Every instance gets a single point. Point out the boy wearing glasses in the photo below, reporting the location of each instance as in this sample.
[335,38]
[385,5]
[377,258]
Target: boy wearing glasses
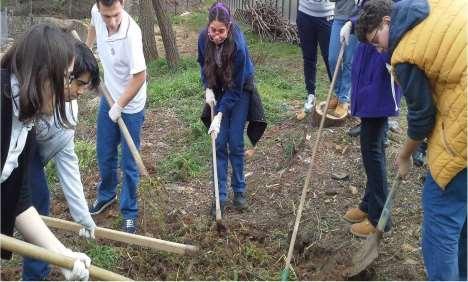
[427,42]
[56,143]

——————————

**WHAT YOU SHOULD DO:** Write out all of the records above word for word, leaving out the pictures.

**REPLY TO THE TASK:**
Every instance gets a single point. Point out the boy wearing glasses in the photo below, reporting the location of each instance as in this sample.
[335,38]
[385,5]
[377,258]
Target: boy wearing glasses
[427,42]
[56,143]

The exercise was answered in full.